Task directions: Return each line below holding the string "button".

Material provided:
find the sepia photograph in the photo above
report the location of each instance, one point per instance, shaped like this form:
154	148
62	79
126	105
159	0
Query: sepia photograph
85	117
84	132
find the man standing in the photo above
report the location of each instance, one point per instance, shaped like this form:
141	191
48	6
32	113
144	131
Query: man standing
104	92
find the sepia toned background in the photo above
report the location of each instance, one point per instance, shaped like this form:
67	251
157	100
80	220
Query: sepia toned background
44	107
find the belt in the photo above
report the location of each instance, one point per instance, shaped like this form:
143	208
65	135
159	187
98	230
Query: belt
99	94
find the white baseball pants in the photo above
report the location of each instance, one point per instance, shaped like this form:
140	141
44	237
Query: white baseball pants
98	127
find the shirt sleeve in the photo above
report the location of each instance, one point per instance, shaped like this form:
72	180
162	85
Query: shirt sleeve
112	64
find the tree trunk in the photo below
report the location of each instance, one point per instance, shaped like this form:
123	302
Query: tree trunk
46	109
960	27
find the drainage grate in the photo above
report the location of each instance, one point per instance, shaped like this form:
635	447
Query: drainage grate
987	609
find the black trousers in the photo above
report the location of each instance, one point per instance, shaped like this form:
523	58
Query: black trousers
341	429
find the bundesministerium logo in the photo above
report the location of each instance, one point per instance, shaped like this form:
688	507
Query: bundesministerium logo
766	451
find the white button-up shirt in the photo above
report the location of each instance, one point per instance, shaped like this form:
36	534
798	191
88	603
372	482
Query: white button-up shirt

Solution to this exercise:
find the white button-up shirt in the photo above
Query: white button-up shirt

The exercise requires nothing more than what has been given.